§ **Prompt**:
Reproduce the following material exactly, including every line.

-- BEGIN Information supplied --

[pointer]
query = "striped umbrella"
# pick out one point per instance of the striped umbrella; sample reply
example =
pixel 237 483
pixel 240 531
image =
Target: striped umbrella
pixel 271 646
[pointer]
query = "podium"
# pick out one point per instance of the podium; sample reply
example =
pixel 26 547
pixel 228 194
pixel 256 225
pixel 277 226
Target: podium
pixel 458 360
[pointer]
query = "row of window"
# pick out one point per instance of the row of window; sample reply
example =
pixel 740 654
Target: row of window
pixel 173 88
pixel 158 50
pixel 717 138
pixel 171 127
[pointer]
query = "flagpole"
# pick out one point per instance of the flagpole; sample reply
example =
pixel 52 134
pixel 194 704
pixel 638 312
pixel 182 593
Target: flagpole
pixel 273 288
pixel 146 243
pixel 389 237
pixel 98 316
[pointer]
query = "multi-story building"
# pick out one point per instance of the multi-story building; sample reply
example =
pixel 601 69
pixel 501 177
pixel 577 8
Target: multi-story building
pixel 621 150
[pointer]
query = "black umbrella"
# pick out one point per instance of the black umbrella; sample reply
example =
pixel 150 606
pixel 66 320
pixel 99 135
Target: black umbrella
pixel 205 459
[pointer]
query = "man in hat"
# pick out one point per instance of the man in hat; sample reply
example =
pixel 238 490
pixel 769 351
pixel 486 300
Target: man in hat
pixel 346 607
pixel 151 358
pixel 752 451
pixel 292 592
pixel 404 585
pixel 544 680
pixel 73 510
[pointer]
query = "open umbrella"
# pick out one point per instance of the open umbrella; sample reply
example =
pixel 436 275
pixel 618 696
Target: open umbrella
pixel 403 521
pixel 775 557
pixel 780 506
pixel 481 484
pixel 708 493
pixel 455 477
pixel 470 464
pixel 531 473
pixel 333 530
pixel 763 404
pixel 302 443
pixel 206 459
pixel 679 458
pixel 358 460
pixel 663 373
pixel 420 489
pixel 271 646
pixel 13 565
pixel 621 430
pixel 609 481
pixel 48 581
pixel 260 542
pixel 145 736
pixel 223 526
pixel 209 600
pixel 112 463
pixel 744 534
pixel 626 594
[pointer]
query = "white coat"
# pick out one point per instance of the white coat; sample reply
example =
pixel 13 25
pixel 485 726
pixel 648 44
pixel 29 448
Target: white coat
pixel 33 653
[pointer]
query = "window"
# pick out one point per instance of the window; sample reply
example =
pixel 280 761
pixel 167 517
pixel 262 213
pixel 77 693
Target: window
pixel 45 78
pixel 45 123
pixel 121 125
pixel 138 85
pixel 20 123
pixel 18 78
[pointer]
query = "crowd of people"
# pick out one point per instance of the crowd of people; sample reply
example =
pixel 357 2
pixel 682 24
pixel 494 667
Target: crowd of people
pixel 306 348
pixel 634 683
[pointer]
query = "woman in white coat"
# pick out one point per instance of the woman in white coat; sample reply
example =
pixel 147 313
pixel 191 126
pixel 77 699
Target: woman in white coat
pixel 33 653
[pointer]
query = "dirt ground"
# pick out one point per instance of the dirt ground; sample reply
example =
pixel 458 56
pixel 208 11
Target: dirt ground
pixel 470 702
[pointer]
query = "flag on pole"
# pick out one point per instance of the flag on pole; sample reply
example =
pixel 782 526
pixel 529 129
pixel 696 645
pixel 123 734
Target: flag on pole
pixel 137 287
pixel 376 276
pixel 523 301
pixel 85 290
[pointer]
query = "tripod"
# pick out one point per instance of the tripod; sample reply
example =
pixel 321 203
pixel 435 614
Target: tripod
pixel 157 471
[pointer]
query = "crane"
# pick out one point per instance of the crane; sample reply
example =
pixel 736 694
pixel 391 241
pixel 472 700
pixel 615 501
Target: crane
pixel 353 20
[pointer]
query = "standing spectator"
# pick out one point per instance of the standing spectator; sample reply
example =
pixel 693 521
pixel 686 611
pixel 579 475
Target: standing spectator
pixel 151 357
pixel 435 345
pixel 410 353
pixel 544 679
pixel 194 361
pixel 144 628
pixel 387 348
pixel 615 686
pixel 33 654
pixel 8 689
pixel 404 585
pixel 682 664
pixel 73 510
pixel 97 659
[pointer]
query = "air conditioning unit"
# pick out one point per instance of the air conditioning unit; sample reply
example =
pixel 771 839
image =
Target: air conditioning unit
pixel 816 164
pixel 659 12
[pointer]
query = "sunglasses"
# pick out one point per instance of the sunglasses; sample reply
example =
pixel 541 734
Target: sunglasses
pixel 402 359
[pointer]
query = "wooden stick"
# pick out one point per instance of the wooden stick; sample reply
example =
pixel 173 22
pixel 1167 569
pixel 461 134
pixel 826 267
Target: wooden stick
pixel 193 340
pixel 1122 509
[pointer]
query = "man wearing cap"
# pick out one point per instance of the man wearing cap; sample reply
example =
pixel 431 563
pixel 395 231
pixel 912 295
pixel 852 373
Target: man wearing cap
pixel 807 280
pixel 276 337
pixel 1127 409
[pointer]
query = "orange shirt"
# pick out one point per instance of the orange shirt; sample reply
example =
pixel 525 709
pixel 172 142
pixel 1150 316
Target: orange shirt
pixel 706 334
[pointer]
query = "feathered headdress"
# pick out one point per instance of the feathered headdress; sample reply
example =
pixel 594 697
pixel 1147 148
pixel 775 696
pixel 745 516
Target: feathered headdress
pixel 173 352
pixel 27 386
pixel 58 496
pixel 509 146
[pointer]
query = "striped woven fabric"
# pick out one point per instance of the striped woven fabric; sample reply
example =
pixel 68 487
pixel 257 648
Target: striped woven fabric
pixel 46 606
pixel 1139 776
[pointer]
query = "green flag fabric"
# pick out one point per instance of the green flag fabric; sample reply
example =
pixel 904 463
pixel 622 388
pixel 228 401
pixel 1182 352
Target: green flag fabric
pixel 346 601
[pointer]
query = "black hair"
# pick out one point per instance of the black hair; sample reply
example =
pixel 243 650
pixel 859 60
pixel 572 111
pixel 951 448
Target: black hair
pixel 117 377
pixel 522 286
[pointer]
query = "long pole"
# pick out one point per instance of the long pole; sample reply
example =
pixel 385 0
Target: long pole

-- END Information supplied --

§ **Complete output**:
[pointer]
query = "striped umbrella"
# pick out one point per instance of the striped umbrella; sample reply
example =
pixel 237 483
pixel 240 531
image =
Target: striped umbrella
pixel 271 646
[pointer]
query = "podium"
# pick out one point per instance of the podium; sample reply
example =
pixel 26 547
pixel 228 194
pixel 256 225
pixel 277 226
Target: podium
pixel 458 360
[pointer]
query = "row of window"
# pick out one point per instance of the row of window; sample reply
example =
pixel 740 654
Target: row of window
pixel 173 88
pixel 158 50
pixel 717 138
pixel 171 127
[pointer]
query = "flagpole"
# pick out one point per instance of the flagpole; sample reply
example =
pixel 52 134
pixel 194 704
pixel 638 312
pixel 182 593
Target: flagpole
pixel 273 288
pixel 146 243
pixel 389 237
pixel 98 316
[pointer]
query = "multi-story building"
# pick out one point per instance of the multi-story building; sample reply
example =
pixel 601 69
pixel 501 177
pixel 577 8
Target: multi-story building
pixel 621 150
[pointer]
query = "black umbrella"
# pick out one point per instance of the black umbrella; sample reply
example =
pixel 150 606
pixel 66 320
pixel 99 135
Target: black umbrella
pixel 205 459
[pointer]
query = "man in hat"
# pick out one point per instance of the man in hat; sample reply
example =
pixel 238 490
pixel 769 351
pixel 486 300
Target: man in hat
pixel 346 607
pixel 151 358
pixel 752 451
pixel 292 592
pixel 404 585
pixel 544 680
pixel 73 510
[pointer]
query = "open umbrella"
# pick out one point per instance of the open umbrella; sample reply
example =
pixel 436 275
pixel 618 696
Target: open umbrella
pixel 403 521
pixel 775 557
pixel 780 506
pixel 481 484
pixel 708 493
pixel 455 477
pixel 470 464
pixel 531 473
pixel 333 530
pixel 763 404
pixel 302 443
pixel 206 459
pixel 679 458
pixel 358 460
pixel 663 373
pixel 420 489
pixel 271 646
pixel 13 565
pixel 621 430
pixel 609 481
pixel 48 581
pixel 260 542
pixel 145 736
pixel 223 526
pixel 209 600
pixel 112 463
pixel 744 534
pixel 626 594
[pointer]
query = "white coat"
# pick out one point per instance of the white coat; sample reply
example =
pixel 13 25
pixel 485 726
pixel 648 44
pixel 29 448
Target: white coat
pixel 33 653
[pointer]
query = "window"
# pick out one point per instance of the window; sample reply
example =
pixel 280 761
pixel 167 517
pixel 262 213
pixel 77 693
Target: window
pixel 45 78
pixel 45 123
pixel 121 125
pixel 138 85
pixel 20 123
pixel 18 78
[pointer]
query = "crowd of people"
# pick out one point per instance of the crowd of people; sample reply
example =
pixel 357 2
pixel 682 24
pixel 494 667
Target: crowd of people
pixel 306 348
pixel 634 683
[pointer]
query = "woman in white coat"
# pick out one point per instance of the woman in white coat; sample reply
example =
pixel 147 313
pixel 191 126
pixel 77 699
Target: woman in white coat
pixel 33 653
[pointer]
query = "dirt ground"
# pick out one point per instance of the dirt ground; sample reply
example =
pixel 458 56
pixel 208 11
Target: dirt ground
pixel 470 702
[pointer]
query = "flag on pole"
# pick out one point per instance of the flag on pole; sample reply
example =
pixel 782 526
pixel 529 129
pixel 696 645
pixel 123 734
Target: flag on pole
pixel 137 287
pixel 376 276
pixel 523 301
pixel 85 290
[pointer]
query = "tripod"
# pick out one point per instance of the tripod; sample reply
example =
pixel 321 203
pixel 435 614
Target: tripod
pixel 157 471
[pointer]
query = "crane"
# pick out one point per instance of the crane; sample reply
example =
pixel 736 694
pixel 391 241
pixel 472 700
pixel 615 501
Target: crane
pixel 353 20
[pointer]
query = "standing spectator"
# pick out one point per instance of the standing spectator; sample reply
example =
pixel 693 521
pixel 686 611
pixel 579 475
Target: standing spectator
pixel 151 357
pixel 435 345
pixel 410 353
pixel 544 679
pixel 194 361
pixel 144 628
pixel 387 348
pixel 615 686
pixel 33 654
pixel 8 689
pixel 404 585
pixel 682 664
pixel 73 510
pixel 97 659
[pointer]
query = "air conditioning unit"
# pick out one point per instance of the air conditioning unit; sample reply
example =
pixel 771 839
image =
Target: air conditioning unit
pixel 816 164
pixel 659 12
[pointer]
query = "sunglasses"
# pick out one point per instance of the sunglasses; sample reply
example =
pixel 541 734
Target: sunglasses
pixel 402 359
[pointer]
query = "wooden stick"
# pick out one point per instance of the wooden stick; sample reply
example =
pixel 173 22
pixel 1167 569
pixel 461 134
pixel 826 267
Target: wooden stick
pixel 193 340
pixel 1122 509
[pointer]
query = "man wearing cap"
# pick out one point per instance of the man wearing cap; sample reply
example =
pixel 431 563
pixel 395 231
pixel 912 295
pixel 852 373
Target: man wearing cap
pixel 807 280
pixel 276 337
pixel 1127 409
[pointer]
query = "orange shirt"
# pick out one point per instance of the orange shirt; sample reply
example =
pixel 525 709
pixel 172 142
pixel 1150 316
Target: orange shirt
pixel 706 334
[pointer]
query = "feathered headdress"
# pick out one point per instance of the feathered headdress; sample reply
example =
pixel 594 697
pixel 1147 148
pixel 775 696
pixel 745 516
Target: feathered headdress
pixel 173 352
pixel 27 386
pixel 58 496
pixel 509 146
[pointer]
query = "striped woven fabric"
# pick out one point per instance of the striped woven fabric; sample reply
example =
pixel 68 487
pixel 257 648
Target: striped woven fabric
pixel 46 606
pixel 1139 776
[pointer]
query = "green flag fabric"
# pick out one point per instance of the green flag fabric; sample reply
example =
pixel 904 463
pixel 622 388
pixel 228 401
pixel 1182 352
Target: green flag fabric
pixel 346 601
[pointer]
query = "black hair"
# pick out one point per instance of the black hair; sample reply
example =
pixel 243 650
pixel 859 60
pixel 572 111
pixel 951 448
Target: black hair
pixel 117 377
pixel 522 286
[pointer]
query = "long pole"
# pick out one point per instance of the long pole; sample reply
example =
pixel 385 0
Target: long pole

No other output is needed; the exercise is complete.